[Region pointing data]
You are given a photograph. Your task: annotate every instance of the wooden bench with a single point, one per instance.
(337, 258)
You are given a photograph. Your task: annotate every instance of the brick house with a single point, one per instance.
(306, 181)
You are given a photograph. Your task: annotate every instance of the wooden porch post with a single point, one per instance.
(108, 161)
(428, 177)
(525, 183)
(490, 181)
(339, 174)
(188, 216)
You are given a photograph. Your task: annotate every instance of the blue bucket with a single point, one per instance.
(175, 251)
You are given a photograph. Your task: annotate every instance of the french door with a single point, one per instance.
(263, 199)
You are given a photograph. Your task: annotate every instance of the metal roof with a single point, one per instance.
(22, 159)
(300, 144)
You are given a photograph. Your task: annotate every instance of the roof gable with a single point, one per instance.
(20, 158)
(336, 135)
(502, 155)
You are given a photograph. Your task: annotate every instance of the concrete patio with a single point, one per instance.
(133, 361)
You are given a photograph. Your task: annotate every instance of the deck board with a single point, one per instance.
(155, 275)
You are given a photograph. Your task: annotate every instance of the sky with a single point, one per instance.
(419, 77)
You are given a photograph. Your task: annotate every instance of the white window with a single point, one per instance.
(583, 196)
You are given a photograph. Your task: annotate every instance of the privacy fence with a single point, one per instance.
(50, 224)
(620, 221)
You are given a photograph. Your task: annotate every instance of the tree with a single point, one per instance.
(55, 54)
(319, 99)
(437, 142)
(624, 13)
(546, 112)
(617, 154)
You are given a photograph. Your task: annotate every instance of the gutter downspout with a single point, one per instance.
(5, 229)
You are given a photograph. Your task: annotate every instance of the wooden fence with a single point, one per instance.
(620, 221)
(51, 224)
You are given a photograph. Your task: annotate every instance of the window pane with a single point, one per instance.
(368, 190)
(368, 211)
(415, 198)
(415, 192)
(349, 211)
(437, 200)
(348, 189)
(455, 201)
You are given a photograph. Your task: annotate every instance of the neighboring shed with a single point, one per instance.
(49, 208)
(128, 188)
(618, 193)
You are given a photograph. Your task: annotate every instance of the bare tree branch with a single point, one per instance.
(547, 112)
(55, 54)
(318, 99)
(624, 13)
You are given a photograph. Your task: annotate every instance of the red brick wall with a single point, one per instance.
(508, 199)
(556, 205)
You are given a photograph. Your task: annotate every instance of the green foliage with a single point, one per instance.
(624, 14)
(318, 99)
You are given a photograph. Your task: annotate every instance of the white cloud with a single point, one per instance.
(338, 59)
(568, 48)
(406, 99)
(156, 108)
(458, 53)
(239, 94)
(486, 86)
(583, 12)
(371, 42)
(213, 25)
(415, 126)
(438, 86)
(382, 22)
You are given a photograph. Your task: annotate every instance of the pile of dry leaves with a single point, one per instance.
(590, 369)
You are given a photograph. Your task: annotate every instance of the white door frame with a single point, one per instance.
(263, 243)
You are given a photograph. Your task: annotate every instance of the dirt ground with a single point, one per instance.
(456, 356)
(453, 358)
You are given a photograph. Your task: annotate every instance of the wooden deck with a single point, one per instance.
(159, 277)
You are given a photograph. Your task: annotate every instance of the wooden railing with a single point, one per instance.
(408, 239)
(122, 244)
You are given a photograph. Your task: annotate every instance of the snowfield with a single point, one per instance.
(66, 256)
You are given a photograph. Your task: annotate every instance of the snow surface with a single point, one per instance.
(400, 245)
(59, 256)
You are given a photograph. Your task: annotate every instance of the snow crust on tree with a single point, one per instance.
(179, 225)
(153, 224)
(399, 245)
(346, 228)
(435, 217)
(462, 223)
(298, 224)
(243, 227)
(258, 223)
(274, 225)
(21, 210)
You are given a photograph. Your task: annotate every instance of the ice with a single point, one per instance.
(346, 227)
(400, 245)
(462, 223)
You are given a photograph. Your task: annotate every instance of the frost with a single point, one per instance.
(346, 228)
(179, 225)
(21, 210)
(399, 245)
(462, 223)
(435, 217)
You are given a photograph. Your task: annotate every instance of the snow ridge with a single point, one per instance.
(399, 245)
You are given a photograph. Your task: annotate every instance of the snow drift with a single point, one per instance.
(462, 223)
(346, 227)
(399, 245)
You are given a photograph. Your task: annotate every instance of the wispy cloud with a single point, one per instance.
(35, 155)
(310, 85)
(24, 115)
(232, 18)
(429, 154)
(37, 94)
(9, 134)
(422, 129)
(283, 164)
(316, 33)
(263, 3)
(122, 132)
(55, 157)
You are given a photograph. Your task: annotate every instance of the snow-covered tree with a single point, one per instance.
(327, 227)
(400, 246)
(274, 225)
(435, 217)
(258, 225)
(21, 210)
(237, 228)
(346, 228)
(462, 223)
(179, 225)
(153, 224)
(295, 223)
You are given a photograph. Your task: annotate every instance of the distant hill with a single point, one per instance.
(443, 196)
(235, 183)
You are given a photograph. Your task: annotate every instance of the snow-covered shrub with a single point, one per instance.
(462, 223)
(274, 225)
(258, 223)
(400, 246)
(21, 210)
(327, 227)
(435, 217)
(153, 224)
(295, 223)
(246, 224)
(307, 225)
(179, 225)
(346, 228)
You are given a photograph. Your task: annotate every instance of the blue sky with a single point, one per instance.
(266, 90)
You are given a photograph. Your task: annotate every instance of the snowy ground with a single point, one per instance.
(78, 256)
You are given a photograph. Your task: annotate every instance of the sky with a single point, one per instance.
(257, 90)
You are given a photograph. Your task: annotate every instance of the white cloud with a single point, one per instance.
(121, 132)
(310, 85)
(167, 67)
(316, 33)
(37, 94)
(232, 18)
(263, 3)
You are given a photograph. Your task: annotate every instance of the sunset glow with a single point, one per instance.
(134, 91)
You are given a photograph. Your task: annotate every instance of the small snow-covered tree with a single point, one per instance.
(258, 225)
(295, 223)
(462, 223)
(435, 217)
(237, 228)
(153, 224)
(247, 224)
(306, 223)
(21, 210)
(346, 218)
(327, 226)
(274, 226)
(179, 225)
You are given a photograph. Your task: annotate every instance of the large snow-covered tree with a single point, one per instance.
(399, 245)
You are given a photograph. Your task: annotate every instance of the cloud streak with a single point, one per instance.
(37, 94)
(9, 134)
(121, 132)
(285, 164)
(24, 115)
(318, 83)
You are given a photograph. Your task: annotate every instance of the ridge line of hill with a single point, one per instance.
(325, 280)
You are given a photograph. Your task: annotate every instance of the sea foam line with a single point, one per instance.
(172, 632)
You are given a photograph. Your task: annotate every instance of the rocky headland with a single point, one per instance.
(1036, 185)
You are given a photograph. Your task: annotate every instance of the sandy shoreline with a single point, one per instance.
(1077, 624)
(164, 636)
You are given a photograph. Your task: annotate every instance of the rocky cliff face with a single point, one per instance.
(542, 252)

(Assignment) Go through the entries above and write each one out exactly.

(Output of the task)
You are given a photograph. Your task: annotate every instance of the wooden bench with a single point, one per instance.
(337, 258)
You are given a photograph. Your task: annotate every instance of the brick house with a single point, one per instance.
(306, 181)
You are given a photograph. Your task: annotate every instance of the wooden porch post with a single point, one per instance.
(108, 161)
(428, 177)
(525, 183)
(490, 181)
(339, 174)
(188, 216)
You are given a photograph. Your task: annotate every instance of the blue bucket with a single point, one per instance.
(175, 251)
You are given a photograph. Your task: annotate every instance of the french door with a single point, one per instance.
(263, 199)
You are given a photograph. Your task: annotate every instance of the metal roof with a single point, one per instance.
(22, 159)
(300, 144)
You are given a photograph. Your task: annotate every instance of the roof gable with a single point, one per instance.
(20, 158)
(336, 135)
(502, 155)
You are given a photograph. Your task: annotate every instance of the concrete patio with a single point, one per instance.
(133, 361)
You are given a photograph. Your task: annotate every instance of the deck board with a single point, one per instance.
(155, 275)
You are given a photograph. Your task: annotate every instance of the sky with a single point, one per instance.
(419, 77)
You are given a photograph. Your task: annotate every instance of the white window with a single point, one per instance.
(583, 196)
You are given a photograph. Your task: annotate every instance of the privacy fence with a single point, one per instance.
(50, 224)
(620, 221)
You are given a photograph. Your task: annotate every instance of the tree with a single point, one per instance.
(55, 54)
(319, 99)
(437, 142)
(624, 13)
(546, 112)
(617, 154)
You are given a photograph. Your task: annotate every instance of the gutter downspout with a single point, one per instance.
(5, 229)
You are given a photograph. Your task: annotate every instance of the wooden fence with a single point, one per instance.
(620, 221)
(51, 224)
You are given a photograph. Your task: annotate every instance of the window pane with a single point, one per instance.
(368, 190)
(368, 211)
(415, 198)
(415, 192)
(349, 211)
(437, 200)
(348, 189)
(455, 201)
You are given a photograph. Your task: annotate every instance of the neighboring shed with a single point, one per instance.
(49, 208)
(128, 188)
(618, 193)
You are given a photograph. Your task: annotate every instance of the bare tree branch with a single point, one per instance.
(547, 112)
(55, 54)
(318, 99)
(624, 13)
You are given a photograph. Your task: annotate every instance of the red brick wall with a single point, one per instance.
(508, 199)
(556, 205)
You are given a photograph. Your task: annotate every instance of the green foliage with a single point, one per instance.
(624, 14)
(318, 99)
You are given a photograph. Your task: annotate every instance of the white cloud with a single point, one per instance.
(338, 59)
(568, 48)
(406, 99)
(156, 108)
(458, 53)
(239, 94)
(486, 86)
(583, 12)
(371, 42)
(213, 25)
(415, 126)
(438, 86)
(382, 22)
You are given a photograph. Your task: annotate every instance of the pile of dry leaves with a single point, one per instance.
(590, 369)
You are given a photograph. Your task: annotate every instance of the white door frame with a single point, one per instance.
(263, 243)
You are given a photograph. Your task: annotate every instance of the dirt ground with a single point, one per instance.
(456, 356)
(453, 358)
You are given a photograph. Your task: annotate every instance of the wooden deck with a single point, one per instance.
(159, 277)
You are given a photograph. Your task: annotate every instance of the wooden railing with a single point, one per instance.
(408, 239)
(122, 244)
You are given a photograph. Your task: annotate every instance of the snowfield with a single point, one per instance.
(66, 256)
You are given a photograph. Your task: annotate every instance of the snow surface with a single point, one per instance.
(400, 245)
(59, 256)
You are given a photograph. Your task: annotate every instance of the snow crust on tree with a single point, one per instance.
(179, 225)
(153, 224)
(399, 245)
(346, 228)
(435, 217)
(462, 223)
(298, 224)
(243, 227)
(258, 223)
(274, 225)
(21, 210)
You are given a photograph. Your task: annotate every instance of the ice with a single point, one per instance.
(346, 227)
(400, 245)
(462, 223)
You are given a photograph. Your task: annotate every instance of the frost with a single point, one per instance.
(346, 228)
(179, 225)
(21, 210)
(399, 245)
(462, 223)
(435, 217)
You are given a photograph. Your task: annotate every instance of the snow ridge with a single point, one per instance.
(399, 245)
You are given a photograph. Your task: annotate every instance of the snow drift with a single point, one per instance.
(462, 223)
(346, 227)
(399, 245)
You are given a photograph. Your task: annotate every instance of the wispy cloud with a single point, one per instance.
(35, 155)
(310, 85)
(24, 115)
(232, 18)
(429, 154)
(37, 94)
(9, 134)
(422, 129)
(283, 164)
(316, 33)
(263, 3)
(122, 132)
(55, 157)
You are given a photograph. Your task: annotate every instance of the snow-covered tree with a single point, one per instance.
(327, 227)
(400, 246)
(274, 225)
(435, 217)
(258, 225)
(21, 210)
(237, 228)
(346, 228)
(462, 223)
(179, 225)
(153, 224)
(295, 223)
You are given a photograph. Your task: annotate every instance of the distant hill with a single point, one per instance.
(443, 196)
(235, 183)
You are given a photograph. Your task: annotate every instance of the snow-covered shrub with a single point, one per instance.
(462, 223)
(274, 225)
(258, 223)
(400, 246)
(21, 210)
(327, 227)
(435, 217)
(153, 224)
(295, 223)
(246, 224)
(307, 225)
(179, 225)
(346, 228)
You are given a photograph. Your task: annotate every instance of the blue sky with a single point, one per instance.
(266, 90)
You are given a photograph. Your task: annotate every instance of the snowy ground with a single point, one per instance.
(78, 256)
You are given a photograph. Your task: annotate every instance of the sky with a single point, one per instance.
(257, 90)
You are given a photograph. Your task: annotate every instance of the white cloud with a single point, one per instance.
(121, 132)
(310, 85)
(167, 67)
(316, 33)
(37, 94)
(232, 18)
(263, 3)
You are given a photograph. Your task: annotate every instance of the sunset glow with a single point, one per instance.
(134, 91)
You are given a photograph. Your task: annotate every instance of the small snow-covered tree with a single point, one per instance.
(258, 225)
(295, 223)
(462, 223)
(435, 217)
(237, 228)
(153, 224)
(247, 224)
(306, 223)
(21, 210)
(346, 218)
(327, 226)
(274, 226)
(179, 225)
You are given a photograph. Your task: annotate every instance of the large snow-covered tree with a single point, one per instance.
(399, 245)
You are given a photograph. Your task: annotate every instance of the cloud streak with a single point, one per instance.
(37, 94)
(9, 134)
(121, 132)
(285, 164)
(24, 115)
(318, 83)
You are given a photograph. Your task: annotate every instance of the ridge line of hill with a single point, one per instance.
(325, 280)
You are given a photograph. Your task: annotate every instance of the sea foam line with a single point, one per instance.
(172, 632)
You are given a photograph. Your task: annotate every instance of the rocky headland with a single point, one per instance.
(1036, 185)
You are given a photograph. Your task: annotate every instance of the sandy shoreline with a single point, one per instance.
(1077, 624)
(164, 636)
You are given a photograph. Your task: annotate every instance of the rocky cliff face with a single point, one per instance.
(542, 252)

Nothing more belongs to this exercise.